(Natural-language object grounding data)

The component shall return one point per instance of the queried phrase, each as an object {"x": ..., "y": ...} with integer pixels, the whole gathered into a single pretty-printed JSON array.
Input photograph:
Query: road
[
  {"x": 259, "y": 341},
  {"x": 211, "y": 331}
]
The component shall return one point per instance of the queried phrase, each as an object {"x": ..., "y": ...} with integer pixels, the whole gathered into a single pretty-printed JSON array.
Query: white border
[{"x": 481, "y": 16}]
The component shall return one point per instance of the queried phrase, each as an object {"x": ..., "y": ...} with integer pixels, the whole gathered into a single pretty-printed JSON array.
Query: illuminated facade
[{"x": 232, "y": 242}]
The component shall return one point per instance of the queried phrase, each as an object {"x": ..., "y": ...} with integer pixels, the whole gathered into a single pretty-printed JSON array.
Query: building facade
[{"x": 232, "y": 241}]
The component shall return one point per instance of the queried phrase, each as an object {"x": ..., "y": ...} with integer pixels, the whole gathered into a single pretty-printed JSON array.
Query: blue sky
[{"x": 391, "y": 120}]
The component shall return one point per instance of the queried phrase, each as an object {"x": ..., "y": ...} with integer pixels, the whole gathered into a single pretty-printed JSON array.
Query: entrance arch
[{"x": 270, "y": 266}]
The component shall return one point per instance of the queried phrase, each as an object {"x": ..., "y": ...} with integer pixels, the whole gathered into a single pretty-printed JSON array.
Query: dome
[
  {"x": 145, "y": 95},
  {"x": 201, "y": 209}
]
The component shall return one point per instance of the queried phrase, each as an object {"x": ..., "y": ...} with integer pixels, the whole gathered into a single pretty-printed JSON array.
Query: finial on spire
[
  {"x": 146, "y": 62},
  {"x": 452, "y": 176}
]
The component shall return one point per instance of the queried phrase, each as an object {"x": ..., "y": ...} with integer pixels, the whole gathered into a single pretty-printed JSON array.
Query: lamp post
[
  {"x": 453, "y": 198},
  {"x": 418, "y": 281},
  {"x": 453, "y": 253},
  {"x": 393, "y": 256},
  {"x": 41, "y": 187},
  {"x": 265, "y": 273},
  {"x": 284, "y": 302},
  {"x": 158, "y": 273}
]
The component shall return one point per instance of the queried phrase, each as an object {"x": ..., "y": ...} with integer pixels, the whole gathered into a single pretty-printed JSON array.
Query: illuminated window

_Problem to solve_
The required answer is the complete data, repeated exactly.

_Your response_
The component shall return one point per instance of the queried phrase, each as an object {"x": ..., "y": ...} with integer pixels, the whole gathered into a single pretty-printed JSON array.
Input photograph:
Query: road
[
  {"x": 259, "y": 341},
  {"x": 211, "y": 331}
]
The component shall return one point per instance of the queried phrase, each as an object {"x": ..., "y": ...} with integer pixels, the whole gathered into a single pretty-printed JSON array.
Query: white border
[{"x": 481, "y": 16}]
The component shall return one point per instance of the queried phrase, each as an object {"x": ..., "y": ...} with integer pixels, the whole gathered into a single pretty-printed JSON array.
Query: illuminated facade
[{"x": 232, "y": 242}]
The component shall return one point per instance of the queried phrase, each as an object {"x": ..., "y": ...} with integer pixels, the whole gathered into a single pretty-printed JSON array.
Query: building facade
[{"x": 232, "y": 241}]
The component shall return one point per instance of the queried phrase, each as an object {"x": ..., "y": ...} with integer pixels, the whole gathered into a single pretty-printed JSON array.
Query: blue sky
[{"x": 391, "y": 120}]
The component shall return one point per instance of the queried phrase, each as an object {"x": ..., "y": ...} with integer pixels, the whole gathered into a single pretty-printed JSON array.
Query: entrance arch
[{"x": 270, "y": 266}]
The component shall return one point per instance of the queried phrase, each as an object {"x": ..., "y": ...} with integer pixels, the whole gathered into a single pretty-printed JSON array.
Query: dome
[
  {"x": 145, "y": 95},
  {"x": 201, "y": 209}
]
The component shall return one point per instance of the queried phrase, each as an object {"x": ..., "y": ...} with integer pixels, the whole gathered into a single pretty-printed JSON array.
Query: finial on spire
[
  {"x": 146, "y": 62},
  {"x": 452, "y": 176}
]
The component shall return one point per instance of the queried phrase, each as an object {"x": ..., "y": ...} with integer pixels, the whole gathered into a single pretty-printed JSON array.
Query: lamp post
[
  {"x": 453, "y": 198},
  {"x": 418, "y": 281},
  {"x": 453, "y": 253},
  {"x": 393, "y": 256},
  {"x": 41, "y": 187},
  {"x": 265, "y": 273},
  {"x": 284, "y": 302},
  {"x": 158, "y": 273}
]
The component shall return one point per instance of the queried phrase, each as an object {"x": ..., "y": ...} with integer pixels, the whole gathered into a single pretty-printed JSON array.
Query: illuminated window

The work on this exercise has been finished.